◆ Your objective: Each entry below needs to be reproduced exactly as given.

::: Provided records :::

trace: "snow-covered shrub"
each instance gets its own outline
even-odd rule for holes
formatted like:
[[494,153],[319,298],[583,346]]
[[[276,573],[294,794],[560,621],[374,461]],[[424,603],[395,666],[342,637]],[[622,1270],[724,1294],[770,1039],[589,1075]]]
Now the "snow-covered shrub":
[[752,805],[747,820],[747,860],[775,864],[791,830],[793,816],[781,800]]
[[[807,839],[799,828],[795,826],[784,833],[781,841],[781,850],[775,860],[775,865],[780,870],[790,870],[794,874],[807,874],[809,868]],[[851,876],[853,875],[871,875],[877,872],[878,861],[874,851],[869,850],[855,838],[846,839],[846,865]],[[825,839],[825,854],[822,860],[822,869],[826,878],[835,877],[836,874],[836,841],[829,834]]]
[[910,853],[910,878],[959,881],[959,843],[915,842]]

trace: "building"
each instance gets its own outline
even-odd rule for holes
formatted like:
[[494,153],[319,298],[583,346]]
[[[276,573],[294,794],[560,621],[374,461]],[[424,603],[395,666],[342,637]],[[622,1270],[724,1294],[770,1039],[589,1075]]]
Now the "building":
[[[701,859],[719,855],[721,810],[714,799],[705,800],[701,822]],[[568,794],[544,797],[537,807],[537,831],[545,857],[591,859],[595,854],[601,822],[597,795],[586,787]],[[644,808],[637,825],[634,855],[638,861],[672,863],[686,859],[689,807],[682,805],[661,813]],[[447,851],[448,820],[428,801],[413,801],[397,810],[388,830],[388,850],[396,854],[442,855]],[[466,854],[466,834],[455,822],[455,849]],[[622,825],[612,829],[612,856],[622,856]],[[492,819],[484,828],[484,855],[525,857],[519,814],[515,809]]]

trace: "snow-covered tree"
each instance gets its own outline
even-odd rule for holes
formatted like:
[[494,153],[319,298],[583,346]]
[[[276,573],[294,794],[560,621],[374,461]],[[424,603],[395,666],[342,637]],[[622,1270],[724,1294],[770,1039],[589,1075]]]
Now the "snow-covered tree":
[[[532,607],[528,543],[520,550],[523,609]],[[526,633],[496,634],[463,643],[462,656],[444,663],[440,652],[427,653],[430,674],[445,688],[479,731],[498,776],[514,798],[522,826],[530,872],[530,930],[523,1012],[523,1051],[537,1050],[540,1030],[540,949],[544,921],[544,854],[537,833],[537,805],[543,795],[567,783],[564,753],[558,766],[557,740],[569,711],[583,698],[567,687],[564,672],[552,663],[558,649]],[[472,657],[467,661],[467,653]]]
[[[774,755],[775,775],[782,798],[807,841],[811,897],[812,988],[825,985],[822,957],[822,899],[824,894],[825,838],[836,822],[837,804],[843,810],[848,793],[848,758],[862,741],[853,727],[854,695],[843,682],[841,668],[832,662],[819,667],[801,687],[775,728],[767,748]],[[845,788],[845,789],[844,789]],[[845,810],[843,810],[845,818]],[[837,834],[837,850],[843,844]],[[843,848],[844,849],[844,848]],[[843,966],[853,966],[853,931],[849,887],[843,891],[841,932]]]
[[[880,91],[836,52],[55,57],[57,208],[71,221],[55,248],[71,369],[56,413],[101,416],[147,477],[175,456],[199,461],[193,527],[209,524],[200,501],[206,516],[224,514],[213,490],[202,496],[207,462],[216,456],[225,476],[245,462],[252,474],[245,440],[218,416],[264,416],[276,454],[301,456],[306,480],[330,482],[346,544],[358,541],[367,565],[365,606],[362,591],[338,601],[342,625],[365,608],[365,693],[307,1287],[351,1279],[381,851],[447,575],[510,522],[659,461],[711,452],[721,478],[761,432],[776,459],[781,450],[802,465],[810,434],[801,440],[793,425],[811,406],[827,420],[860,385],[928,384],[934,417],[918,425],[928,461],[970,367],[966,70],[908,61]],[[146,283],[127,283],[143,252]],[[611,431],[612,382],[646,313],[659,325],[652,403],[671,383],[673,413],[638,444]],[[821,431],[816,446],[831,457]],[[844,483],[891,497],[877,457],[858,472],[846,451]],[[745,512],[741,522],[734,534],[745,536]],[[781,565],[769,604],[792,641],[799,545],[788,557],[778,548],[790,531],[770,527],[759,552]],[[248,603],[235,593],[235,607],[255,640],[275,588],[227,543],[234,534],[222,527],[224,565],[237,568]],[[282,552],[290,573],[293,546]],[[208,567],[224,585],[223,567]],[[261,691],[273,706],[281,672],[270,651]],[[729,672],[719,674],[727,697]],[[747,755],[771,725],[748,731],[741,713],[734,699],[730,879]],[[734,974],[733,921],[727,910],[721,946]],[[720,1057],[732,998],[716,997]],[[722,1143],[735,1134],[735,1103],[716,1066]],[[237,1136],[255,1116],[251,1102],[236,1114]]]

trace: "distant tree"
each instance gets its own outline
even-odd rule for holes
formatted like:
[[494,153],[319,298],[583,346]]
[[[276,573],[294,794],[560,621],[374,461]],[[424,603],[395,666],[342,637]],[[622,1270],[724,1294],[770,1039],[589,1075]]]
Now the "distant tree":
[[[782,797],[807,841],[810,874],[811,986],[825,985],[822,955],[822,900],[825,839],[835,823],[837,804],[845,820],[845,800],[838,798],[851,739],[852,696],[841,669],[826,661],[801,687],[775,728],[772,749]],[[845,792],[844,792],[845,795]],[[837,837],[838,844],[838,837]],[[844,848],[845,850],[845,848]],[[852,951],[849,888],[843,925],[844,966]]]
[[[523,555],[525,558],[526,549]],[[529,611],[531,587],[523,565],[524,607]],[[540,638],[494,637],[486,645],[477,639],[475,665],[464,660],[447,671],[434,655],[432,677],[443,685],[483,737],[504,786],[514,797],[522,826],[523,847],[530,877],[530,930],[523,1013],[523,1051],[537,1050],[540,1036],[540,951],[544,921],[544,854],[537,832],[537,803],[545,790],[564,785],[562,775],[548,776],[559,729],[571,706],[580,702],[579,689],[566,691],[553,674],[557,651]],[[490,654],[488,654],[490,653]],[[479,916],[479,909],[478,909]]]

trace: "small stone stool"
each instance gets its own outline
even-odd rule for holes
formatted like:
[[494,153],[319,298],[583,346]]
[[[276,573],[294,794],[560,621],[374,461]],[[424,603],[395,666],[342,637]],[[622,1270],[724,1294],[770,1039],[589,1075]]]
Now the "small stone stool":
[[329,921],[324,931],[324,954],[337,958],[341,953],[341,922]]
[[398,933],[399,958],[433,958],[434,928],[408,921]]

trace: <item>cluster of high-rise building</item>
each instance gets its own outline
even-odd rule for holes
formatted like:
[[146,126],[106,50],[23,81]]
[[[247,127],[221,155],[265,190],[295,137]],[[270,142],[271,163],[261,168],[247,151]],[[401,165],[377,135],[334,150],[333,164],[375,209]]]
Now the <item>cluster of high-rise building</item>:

:::

◆ Answer to this exercise:
trace: "snow-covered shrub"
each instance gets its own outline
even-odd rule for holes
formatted like:
[[494,153],[319,298],[583,346]]
[[[276,573],[294,794],[560,621],[374,461]],[[424,603],[395,666],[342,637]],[[622,1270],[724,1294],[770,1039],[589,1075]]]
Now the "snow-covered shrub":
[[752,805],[747,820],[747,860],[775,864],[791,830],[793,816],[781,800]]
[[[807,839],[799,828],[795,826],[784,833],[781,841],[781,850],[775,860],[775,865],[780,870],[790,870],[794,874],[807,874],[809,868]],[[851,876],[853,875],[871,875],[877,872],[878,861],[874,851],[869,850],[855,838],[846,839],[846,865]],[[825,839],[825,854],[822,860],[822,869],[826,878],[835,877],[836,874],[836,841],[829,834]]]
[[910,853],[910,878],[959,881],[959,843],[915,842]]

trace: "building"
each instance gets its own outline
even-odd rule for holes
formatted like:
[[494,153],[319,298],[583,346]]
[[[276,573],[294,794],[560,621],[374,461]],[[424,603],[395,666],[342,637]],[[622,1270],[724,1294],[770,1039],[589,1075]]]
Now the "building":
[[[701,859],[719,855],[721,810],[714,799],[705,800],[701,822]],[[568,794],[544,797],[537,807],[537,831],[545,857],[591,859],[595,854],[601,822],[597,795],[586,787]],[[644,808],[637,825],[634,855],[638,861],[672,863],[686,859],[689,807],[682,805],[661,813]],[[447,851],[448,820],[428,801],[413,801],[397,810],[388,830],[388,850],[396,854],[442,855]],[[466,854],[466,834],[455,822],[455,849]],[[622,825],[612,829],[612,856],[622,856]],[[492,819],[484,828],[484,855],[525,857],[519,814],[515,809]]]

trace: "snow-covered tree"
each instance gets its own outline
even-odd rule for holes
formatted like:
[[494,153],[319,298],[583,346]]
[[[276,573],[294,794],[560,621],[374,461]],[[424,603],[395,666],[342,637]],[[622,1270],[724,1294],[770,1039],[589,1075]]]
Now the "snow-covered tree":
[[[532,607],[528,543],[520,550],[523,609]],[[526,633],[496,634],[463,643],[462,656],[444,663],[440,652],[427,653],[430,674],[445,688],[479,731],[498,776],[514,798],[522,826],[530,872],[530,930],[523,1012],[523,1051],[537,1050],[540,1030],[540,949],[544,921],[544,854],[537,833],[537,805],[543,795],[567,783],[564,753],[558,766],[557,740],[569,711],[583,698],[567,687],[564,672],[552,663],[558,649]],[[472,657],[467,661],[467,653]]]
[[[774,755],[775,775],[782,798],[807,841],[811,897],[812,988],[825,985],[822,957],[822,899],[824,894],[825,838],[836,822],[837,804],[843,810],[848,793],[848,758],[862,741],[853,727],[854,695],[843,682],[841,668],[832,662],[819,667],[801,687],[775,728],[767,748]],[[845,788],[845,789],[844,789]],[[845,810],[843,810],[845,818]],[[837,834],[837,850],[843,844]],[[843,848],[844,849],[844,848]],[[843,966],[853,966],[853,931],[849,887],[843,891],[841,932]]]
[[[880,91],[836,52],[55,57],[57,208],[71,221],[55,248],[71,369],[56,413],[101,416],[147,477],[175,456],[199,461],[193,527],[209,524],[200,501],[206,516],[224,514],[213,490],[202,496],[207,462],[216,456],[225,476],[245,462],[252,474],[245,440],[218,416],[264,416],[276,454],[301,456],[306,480],[330,482],[346,544],[358,541],[367,565],[365,606],[362,591],[338,601],[342,625],[365,608],[365,693],[307,1287],[351,1279],[381,851],[447,575],[510,522],[659,461],[711,452],[721,478],[761,432],[776,459],[781,450],[802,465],[810,434],[801,440],[793,425],[811,406],[827,420],[860,385],[928,384],[934,417],[918,425],[928,461],[970,367],[966,70],[908,61]],[[146,283],[127,283],[143,252]],[[611,431],[612,382],[646,313],[659,325],[652,403],[671,383],[673,413],[638,444]],[[821,431],[816,446],[831,457]],[[844,483],[891,497],[877,457],[858,472],[846,451]],[[745,512],[741,522],[734,534],[745,536]],[[781,565],[769,604],[792,641],[799,545],[788,557],[778,548],[790,531],[770,527],[759,552]],[[248,603],[235,593],[235,607],[255,640],[275,588],[227,543],[234,534],[222,527],[224,565],[237,568]],[[282,552],[290,573],[293,546]],[[208,567],[224,585],[223,567]],[[261,691],[273,706],[281,672],[270,651]],[[729,672],[719,674],[727,697]],[[747,755],[771,725],[748,731],[741,713],[734,699],[730,879]],[[734,974],[733,921],[727,910],[721,946]],[[720,1057],[732,998],[716,997]],[[722,1143],[735,1134],[735,1103],[716,1066]],[[237,1136],[255,1116],[251,1102],[236,1114]]]

trace: "distant tree"
each instance gets its own outline
even-odd rule for holes
formatted like:
[[494,153],[319,298],[583,346]]
[[[276,573],[294,794],[560,621],[374,461]],[[424,603],[395,666],[342,637]],[[622,1270],[724,1294],[770,1039],[589,1075]]]
Now the "distant tree":
[[[782,797],[807,841],[810,874],[811,986],[825,985],[822,955],[822,900],[825,839],[835,823],[837,804],[845,820],[845,800],[838,798],[851,739],[852,696],[841,669],[826,661],[801,687],[775,728],[772,749]],[[845,792],[844,792],[845,795]],[[837,837],[838,844],[838,837]],[[844,848],[845,850],[845,848]],[[852,951],[849,888],[843,925],[844,966]]]
[[[523,555],[525,558],[526,549]],[[529,611],[531,587],[523,565],[524,607]],[[540,638],[494,637],[486,645],[477,639],[475,665],[464,660],[447,671],[434,655],[432,677],[443,685],[483,737],[504,786],[514,797],[522,826],[523,847],[530,877],[530,930],[523,1013],[523,1051],[537,1050],[540,1036],[540,951],[544,921],[544,854],[537,832],[537,803],[545,790],[564,785],[562,775],[548,776],[559,729],[571,706],[580,702],[579,689],[566,691],[553,674],[557,651]],[[490,654],[488,654],[490,653]],[[479,916],[479,909],[478,909]]]

trace: "small stone stool"
each instance gets its own outline
even-odd rule for holes
formatted like:
[[494,153],[319,298],[583,346]]
[[[276,573],[294,794],[560,621],[374,461]],[[424,603],[395,666],[342,637]],[[622,1270],[724,1294],[770,1039],[589,1075]]]
Now the "small stone stool":
[[329,921],[324,931],[324,954],[337,958],[341,953],[341,922]]
[[398,933],[399,958],[433,958],[434,928],[408,921]]

trace: <item>cluster of high-rise building</item>
each instance gets its own outline
even-odd rule for holes
formatted like:
[[146,126],[106,50],[23,81]]
[[[247,127],[221,155],[265,190],[295,137]],[[270,142],[271,163],[261,168],[247,151]],[[401,165],[377,135],[334,150],[333,164],[375,209]]]
Now the <item>cluster of high-rise building</item>:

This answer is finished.